*EXTRACTED INFORMATION:*
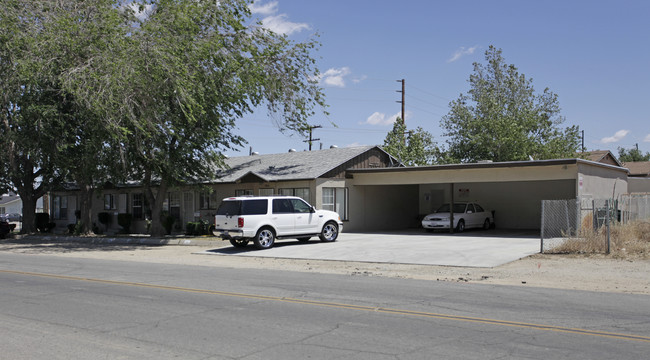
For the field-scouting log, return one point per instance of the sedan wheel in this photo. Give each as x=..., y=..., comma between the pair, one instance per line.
x=461, y=225
x=330, y=232
x=486, y=224
x=264, y=238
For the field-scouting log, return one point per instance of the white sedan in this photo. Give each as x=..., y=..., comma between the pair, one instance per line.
x=466, y=215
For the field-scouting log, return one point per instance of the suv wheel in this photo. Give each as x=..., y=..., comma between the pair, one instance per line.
x=264, y=238
x=239, y=242
x=329, y=232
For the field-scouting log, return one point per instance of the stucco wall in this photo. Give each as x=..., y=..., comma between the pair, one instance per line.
x=596, y=182
x=517, y=205
x=376, y=208
x=638, y=185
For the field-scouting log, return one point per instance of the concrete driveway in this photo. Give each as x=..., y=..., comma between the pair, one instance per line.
x=470, y=249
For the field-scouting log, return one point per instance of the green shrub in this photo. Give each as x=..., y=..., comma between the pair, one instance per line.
x=41, y=221
x=124, y=220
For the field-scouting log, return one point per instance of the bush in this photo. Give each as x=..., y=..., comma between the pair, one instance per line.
x=41, y=221
x=124, y=220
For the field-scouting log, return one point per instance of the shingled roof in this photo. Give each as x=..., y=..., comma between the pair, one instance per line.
x=301, y=165
x=638, y=168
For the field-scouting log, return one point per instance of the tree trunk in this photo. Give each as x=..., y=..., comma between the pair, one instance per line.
x=85, y=207
x=157, y=229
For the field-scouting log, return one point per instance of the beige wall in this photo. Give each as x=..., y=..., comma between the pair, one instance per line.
x=596, y=182
x=638, y=185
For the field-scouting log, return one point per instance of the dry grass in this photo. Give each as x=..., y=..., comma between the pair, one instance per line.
x=629, y=241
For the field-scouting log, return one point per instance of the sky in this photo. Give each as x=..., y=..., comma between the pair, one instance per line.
x=595, y=55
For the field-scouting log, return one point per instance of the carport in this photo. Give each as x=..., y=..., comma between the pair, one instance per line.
x=397, y=198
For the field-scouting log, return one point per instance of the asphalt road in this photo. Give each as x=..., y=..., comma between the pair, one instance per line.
x=61, y=308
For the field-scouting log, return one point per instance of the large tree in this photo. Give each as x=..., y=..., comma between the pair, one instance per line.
x=414, y=147
x=188, y=70
x=502, y=118
x=49, y=132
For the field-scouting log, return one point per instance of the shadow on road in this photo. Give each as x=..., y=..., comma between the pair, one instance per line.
x=29, y=245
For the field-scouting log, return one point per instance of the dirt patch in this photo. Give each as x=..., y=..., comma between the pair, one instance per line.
x=579, y=272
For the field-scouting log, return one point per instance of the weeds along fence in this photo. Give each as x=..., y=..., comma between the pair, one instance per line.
x=575, y=218
x=634, y=207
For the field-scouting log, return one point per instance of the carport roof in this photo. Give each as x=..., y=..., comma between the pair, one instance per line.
x=490, y=165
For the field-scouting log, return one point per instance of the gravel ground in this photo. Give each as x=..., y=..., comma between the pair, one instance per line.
x=592, y=273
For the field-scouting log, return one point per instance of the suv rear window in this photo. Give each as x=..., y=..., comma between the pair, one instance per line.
x=242, y=207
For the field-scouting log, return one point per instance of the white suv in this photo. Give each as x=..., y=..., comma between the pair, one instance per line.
x=266, y=218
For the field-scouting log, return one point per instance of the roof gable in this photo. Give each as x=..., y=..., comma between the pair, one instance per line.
x=305, y=165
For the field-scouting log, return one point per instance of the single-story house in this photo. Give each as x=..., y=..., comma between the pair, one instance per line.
x=639, y=177
x=372, y=191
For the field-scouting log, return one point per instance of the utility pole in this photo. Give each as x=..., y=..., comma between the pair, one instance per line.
x=402, y=102
x=310, y=133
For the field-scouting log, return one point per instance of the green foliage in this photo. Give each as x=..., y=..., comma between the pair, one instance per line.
x=415, y=147
x=632, y=155
x=125, y=220
x=502, y=118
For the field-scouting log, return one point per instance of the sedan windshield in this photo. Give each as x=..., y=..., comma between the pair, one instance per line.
x=458, y=208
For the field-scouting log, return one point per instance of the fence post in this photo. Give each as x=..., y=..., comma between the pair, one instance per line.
x=607, y=224
x=541, y=242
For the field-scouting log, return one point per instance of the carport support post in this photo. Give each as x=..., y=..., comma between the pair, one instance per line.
x=451, y=211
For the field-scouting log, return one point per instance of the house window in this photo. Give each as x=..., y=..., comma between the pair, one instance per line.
x=266, y=192
x=109, y=202
x=336, y=199
x=208, y=200
x=175, y=205
x=137, y=208
x=299, y=192
x=60, y=204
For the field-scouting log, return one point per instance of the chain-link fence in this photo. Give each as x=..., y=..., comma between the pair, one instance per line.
x=572, y=219
x=560, y=219
x=634, y=207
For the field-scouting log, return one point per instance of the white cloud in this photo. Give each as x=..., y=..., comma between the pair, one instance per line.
x=280, y=24
x=275, y=22
x=258, y=7
x=381, y=119
x=462, y=52
x=141, y=15
x=335, y=77
x=616, y=138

*REQUIRED WORK:* Could you repeat the listing lines between the one holding "the sedan windshield" and the one holding "x=458, y=208", inclusive, word for word?

*WRITTEN RESPONSE:*
For the field-scouting log, return one point per instance of the sedan windshield in this photo. Give each as x=..., y=..., comma between the pair, one instance per line.
x=458, y=208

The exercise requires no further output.